• **Required work**:
Set down the line that has "Target: autumn leaf" and each line beneath it, through the last line of the entries, exactly and with no others.

[Stored dataset items]
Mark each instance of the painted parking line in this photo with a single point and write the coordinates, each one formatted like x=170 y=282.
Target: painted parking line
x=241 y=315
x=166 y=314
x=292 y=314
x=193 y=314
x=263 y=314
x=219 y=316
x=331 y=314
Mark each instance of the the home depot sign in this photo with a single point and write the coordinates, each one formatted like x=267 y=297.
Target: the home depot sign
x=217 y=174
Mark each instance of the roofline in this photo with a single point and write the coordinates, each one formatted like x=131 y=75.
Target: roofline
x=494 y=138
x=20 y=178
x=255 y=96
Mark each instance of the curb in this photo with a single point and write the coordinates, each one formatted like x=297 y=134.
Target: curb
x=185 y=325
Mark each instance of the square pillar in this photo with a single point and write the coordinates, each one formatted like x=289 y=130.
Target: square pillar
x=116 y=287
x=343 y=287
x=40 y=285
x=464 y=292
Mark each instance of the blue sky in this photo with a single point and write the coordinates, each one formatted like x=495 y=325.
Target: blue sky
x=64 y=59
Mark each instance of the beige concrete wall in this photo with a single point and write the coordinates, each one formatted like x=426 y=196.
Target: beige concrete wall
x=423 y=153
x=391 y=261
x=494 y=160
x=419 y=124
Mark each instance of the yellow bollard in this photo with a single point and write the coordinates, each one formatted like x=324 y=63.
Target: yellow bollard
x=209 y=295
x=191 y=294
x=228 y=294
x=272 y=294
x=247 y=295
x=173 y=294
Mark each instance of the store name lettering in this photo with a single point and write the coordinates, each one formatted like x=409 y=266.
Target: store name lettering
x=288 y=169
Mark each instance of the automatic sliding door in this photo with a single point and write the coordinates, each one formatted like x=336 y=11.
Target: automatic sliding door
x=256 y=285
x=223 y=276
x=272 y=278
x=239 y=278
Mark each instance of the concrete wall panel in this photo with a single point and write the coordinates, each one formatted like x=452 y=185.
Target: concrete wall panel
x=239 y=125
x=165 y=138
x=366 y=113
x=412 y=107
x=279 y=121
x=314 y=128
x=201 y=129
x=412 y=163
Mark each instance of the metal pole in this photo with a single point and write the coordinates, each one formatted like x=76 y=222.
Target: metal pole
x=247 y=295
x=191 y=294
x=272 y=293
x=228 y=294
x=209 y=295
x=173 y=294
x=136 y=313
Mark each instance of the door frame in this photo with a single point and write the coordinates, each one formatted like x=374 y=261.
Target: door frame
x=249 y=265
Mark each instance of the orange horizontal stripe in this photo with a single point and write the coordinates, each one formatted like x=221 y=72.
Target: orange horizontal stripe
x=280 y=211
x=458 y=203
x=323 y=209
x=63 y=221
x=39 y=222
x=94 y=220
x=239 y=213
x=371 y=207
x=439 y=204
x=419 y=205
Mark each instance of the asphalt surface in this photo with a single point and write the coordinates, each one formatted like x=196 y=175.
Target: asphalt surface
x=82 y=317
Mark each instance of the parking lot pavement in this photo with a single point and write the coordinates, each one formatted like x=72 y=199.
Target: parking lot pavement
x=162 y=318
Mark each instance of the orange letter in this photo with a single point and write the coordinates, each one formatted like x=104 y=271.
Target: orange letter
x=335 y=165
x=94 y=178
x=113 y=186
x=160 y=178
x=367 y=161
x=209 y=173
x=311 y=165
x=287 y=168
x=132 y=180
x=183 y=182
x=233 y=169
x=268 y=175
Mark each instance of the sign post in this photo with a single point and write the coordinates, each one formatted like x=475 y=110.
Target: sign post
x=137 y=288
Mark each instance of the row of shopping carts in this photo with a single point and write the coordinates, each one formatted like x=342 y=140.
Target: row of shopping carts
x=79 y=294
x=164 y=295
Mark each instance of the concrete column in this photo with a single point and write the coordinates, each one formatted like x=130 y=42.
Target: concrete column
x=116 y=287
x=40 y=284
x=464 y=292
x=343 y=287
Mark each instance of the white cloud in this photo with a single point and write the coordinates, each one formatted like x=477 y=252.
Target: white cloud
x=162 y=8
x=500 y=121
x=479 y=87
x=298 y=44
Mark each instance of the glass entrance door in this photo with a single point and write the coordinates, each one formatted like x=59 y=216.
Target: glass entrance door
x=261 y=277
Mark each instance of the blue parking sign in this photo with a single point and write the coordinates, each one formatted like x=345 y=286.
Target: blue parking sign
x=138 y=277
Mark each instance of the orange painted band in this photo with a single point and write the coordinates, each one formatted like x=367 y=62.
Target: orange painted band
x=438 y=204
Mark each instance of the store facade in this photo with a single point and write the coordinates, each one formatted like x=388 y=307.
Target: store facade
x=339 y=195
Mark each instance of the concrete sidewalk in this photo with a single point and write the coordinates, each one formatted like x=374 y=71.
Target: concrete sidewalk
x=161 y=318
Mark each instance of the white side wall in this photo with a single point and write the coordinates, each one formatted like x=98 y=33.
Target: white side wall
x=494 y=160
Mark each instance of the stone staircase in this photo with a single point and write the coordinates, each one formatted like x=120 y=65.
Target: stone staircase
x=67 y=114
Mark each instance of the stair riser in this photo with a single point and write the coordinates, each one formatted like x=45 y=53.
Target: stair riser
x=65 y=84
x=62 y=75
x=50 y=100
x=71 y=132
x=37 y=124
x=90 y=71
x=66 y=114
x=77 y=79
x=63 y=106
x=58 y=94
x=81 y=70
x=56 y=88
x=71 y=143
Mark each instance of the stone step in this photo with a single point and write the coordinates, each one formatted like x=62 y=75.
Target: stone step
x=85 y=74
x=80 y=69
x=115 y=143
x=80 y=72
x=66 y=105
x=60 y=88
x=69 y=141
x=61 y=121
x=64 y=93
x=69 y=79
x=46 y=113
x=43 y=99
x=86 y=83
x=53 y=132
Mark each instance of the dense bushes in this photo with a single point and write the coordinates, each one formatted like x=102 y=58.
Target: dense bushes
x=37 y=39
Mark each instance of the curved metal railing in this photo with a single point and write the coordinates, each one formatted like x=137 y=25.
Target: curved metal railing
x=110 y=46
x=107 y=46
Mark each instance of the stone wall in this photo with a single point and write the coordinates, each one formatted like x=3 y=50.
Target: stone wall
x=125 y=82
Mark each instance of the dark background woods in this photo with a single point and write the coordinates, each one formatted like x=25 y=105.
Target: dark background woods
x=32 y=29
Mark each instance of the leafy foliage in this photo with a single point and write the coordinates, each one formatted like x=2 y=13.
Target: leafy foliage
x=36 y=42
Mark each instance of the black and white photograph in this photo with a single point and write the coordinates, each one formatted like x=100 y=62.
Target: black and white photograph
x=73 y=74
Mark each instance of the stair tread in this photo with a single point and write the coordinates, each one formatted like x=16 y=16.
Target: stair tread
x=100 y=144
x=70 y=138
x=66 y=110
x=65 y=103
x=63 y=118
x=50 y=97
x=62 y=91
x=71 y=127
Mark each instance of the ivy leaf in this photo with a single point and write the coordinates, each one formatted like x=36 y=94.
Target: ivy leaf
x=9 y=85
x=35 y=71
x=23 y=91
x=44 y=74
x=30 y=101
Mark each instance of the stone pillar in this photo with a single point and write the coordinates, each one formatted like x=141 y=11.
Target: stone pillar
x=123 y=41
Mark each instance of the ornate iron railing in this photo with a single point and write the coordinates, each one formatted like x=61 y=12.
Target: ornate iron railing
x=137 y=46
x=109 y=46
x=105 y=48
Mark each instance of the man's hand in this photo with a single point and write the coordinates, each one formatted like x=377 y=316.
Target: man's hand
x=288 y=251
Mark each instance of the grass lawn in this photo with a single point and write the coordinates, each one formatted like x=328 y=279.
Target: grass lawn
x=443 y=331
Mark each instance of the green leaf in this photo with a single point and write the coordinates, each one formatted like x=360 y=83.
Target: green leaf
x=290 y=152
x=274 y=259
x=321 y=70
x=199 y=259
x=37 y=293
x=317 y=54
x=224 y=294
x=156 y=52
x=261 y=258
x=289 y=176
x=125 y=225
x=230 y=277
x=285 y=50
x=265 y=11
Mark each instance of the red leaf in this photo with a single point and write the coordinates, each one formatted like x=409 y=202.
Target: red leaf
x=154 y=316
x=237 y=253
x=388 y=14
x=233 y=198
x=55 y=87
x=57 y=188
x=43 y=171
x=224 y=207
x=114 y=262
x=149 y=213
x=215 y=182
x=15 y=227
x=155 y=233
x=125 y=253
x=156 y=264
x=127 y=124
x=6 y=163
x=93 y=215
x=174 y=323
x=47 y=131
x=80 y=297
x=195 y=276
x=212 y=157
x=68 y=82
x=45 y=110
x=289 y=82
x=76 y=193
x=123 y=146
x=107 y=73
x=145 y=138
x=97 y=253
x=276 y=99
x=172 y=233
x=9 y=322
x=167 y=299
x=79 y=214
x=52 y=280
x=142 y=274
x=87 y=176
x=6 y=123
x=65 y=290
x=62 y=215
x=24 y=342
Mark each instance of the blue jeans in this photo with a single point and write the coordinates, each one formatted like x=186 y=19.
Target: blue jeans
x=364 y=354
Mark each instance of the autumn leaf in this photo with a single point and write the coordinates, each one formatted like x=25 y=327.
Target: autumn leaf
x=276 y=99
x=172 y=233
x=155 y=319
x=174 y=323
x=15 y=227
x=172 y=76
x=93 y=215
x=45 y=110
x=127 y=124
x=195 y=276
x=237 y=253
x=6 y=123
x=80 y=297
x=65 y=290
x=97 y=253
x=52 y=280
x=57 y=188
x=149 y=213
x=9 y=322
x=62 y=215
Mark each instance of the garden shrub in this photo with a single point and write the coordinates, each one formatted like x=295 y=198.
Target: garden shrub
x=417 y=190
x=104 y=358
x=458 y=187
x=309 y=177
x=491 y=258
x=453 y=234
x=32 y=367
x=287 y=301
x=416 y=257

• **Exercise answer**:
Target: autumn leaf
x=276 y=99
x=172 y=233
x=155 y=319
x=174 y=323
x=15 y=227
x=172 y=76
x=93 y=215
x=45 y=110
x=127 y=124
x=195 y=276
x=237 y=253
x=6 y=123
x=80 y=297
x=65 y=290
x=97 y=253
x=52 y=280
x=57 y=188
x=149 y=213
x=9 y=322
x=62 y=215
Mark each instance of the garden shrub in this photo with a single point and write the coordinates, each one formatted like x=295 y=198.
Target: garden shrub
x=417 y=190
x=104 y=358
x=458 y=187
x=309 y=177
x=491 y=258
x=453 y=234
x=32 y=367
x=287 y=301
x=416 y=257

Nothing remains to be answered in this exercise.